** BEGIN ENTRIES **
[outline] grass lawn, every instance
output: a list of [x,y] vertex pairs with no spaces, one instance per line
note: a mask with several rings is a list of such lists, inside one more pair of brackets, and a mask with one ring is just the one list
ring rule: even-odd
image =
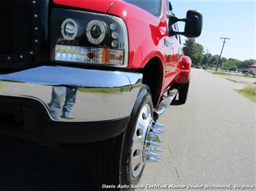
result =
[[237,91],[252,102],[256,103],[256,87],[248,87]]

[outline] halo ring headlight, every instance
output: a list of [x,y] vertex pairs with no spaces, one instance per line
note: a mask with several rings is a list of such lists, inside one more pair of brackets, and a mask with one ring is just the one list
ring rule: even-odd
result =
[[87,24],[87,39],[93,45],[99,45],[102,42],[106,36],[106,24],[103,22],[92,20]]
[[78,27],[72,19],[66,19],[61,24],[61,34],[66,40],[73,40],[77,35]]

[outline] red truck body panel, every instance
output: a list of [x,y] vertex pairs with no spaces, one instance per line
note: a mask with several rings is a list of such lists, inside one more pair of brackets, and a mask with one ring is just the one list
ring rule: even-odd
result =
[[150,60],[157,57],[162,63],[163,77],[161,94],[175,83],[187,82],[191,60],[183,55],[179,37],[168,35],[166,1],[162,1],[161,18],[122,0],[53,0],[53,2],[122,18],[128,32],[128,67],[144,68]]

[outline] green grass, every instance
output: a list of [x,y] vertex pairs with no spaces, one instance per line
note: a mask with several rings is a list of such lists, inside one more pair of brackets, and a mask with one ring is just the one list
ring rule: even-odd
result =
[[242,77],[248,77],[248,78],[256,78],[256,76],[253,76],[251,74],[235,74],[235,73],[224,73],[224,72],[213,72],[212,74],[215,75],[235,75],[235,76],[242,76]]
[[248,87],[237,91],[252,102],[256,103],[256,87]]

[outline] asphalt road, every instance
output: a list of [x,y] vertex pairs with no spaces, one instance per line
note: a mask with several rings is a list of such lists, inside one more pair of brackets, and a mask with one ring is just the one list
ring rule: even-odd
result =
** END ENTRIES **
PROBLEM STATEMENT: Give every line of the rows above as a Markdown table with the columns "Line No." and "Text", numbering the lines in order and skipping blank lines. Leave the pictures out of the table.

RESULT OF THIS TASK:
| Line No. | Text |
|---|---|
| 1 | [outline] grass lawn, every instance |
| 2 | output: a list of [x,y] vertex pairs with no spaces, one instance per line |
| 3 | note: a mask with several rings is a list of such lists, inside one more pair of brackets, and a mask with one ring is just the one list |
| 4 | ring rule: even-odd |
| 5 | image = |
| 6 | result = |
| 7 | [[237,91],[252,102],[256,103],[256,87],[248,87]] |
| 8 | [outline] halo ring headlight, every instance |
| 9 | output: a list of [x,y] vertex pairs with no spaces, one instance per line |
| 10 | note: a mask with several rings is a list of such lists, inside one more pair of brackets, and a mask with one ring is just the one list |
| 11 | ring rule: even-odd |
| 12 | result = |
| 13 | [[87,24],[87,39],[93,45],[99,45],[102,42],[106,36],[106,24],[103,22],[92,20]] |
| 14 | [[78,27],[72,19],[66,19],[61,24],[61,34],[66,40],[73,40],[77,35]] |
| 15 | [outline] red truck body panel, every instance |
| 16 | output: a list of [x,y] vertex pairs with no spaces, one instance per line |
| 17 | note: a mask with several rings is a list of such lists, inside one more pair of brackets, and a mask with one ring is just the one list |
| 18 | ring rule: even-odd |
| 19 | result = |
| 20 | [[150,60],[157,57],[162,63],[163,77],[161,94],[175,83],[187,82],[191,60],[183,55],[179,37],[168,35],[166,1],[162,1],[161,18],[122,0],[53,0],[53,2],[122,18],[128,32],[128,67],[144,68]] |
| 21 | [outline] green grass, every instance |
| 22 | output: a list of [x,y] vertex pairs with no spaces, one instance per line |
| 23 | note: a mask with several rings is a list of such lists, inside one more pair of brackets, and a mask with one ring is just the one list |
| 24 | ring rule: even-odd |
| 25 | result = |
| 26 | [[242,77],[248,77],[248,78],[256,78],[256,76],[253,76],[251,74],[235,74],[235,73],[224,73],[224,72],[213,72],[212,74],[215,75],[235,75],[235,76],[242,76]] |
| 27 | [[248,87],[237,91],[252,102],[256,103],[256,87]] |
| 28 | [outline] asphalt road, every instance |
| 29 | output: a list of [x,y] vertex pairs with no spaces, one instance per line |
| 30 | note: a mask with several rings is a list of such lists, inside one more pair of brackets, and a mask with one ring is just the one list |
| 31 | ring rule: even-odd |
| 32 | result = |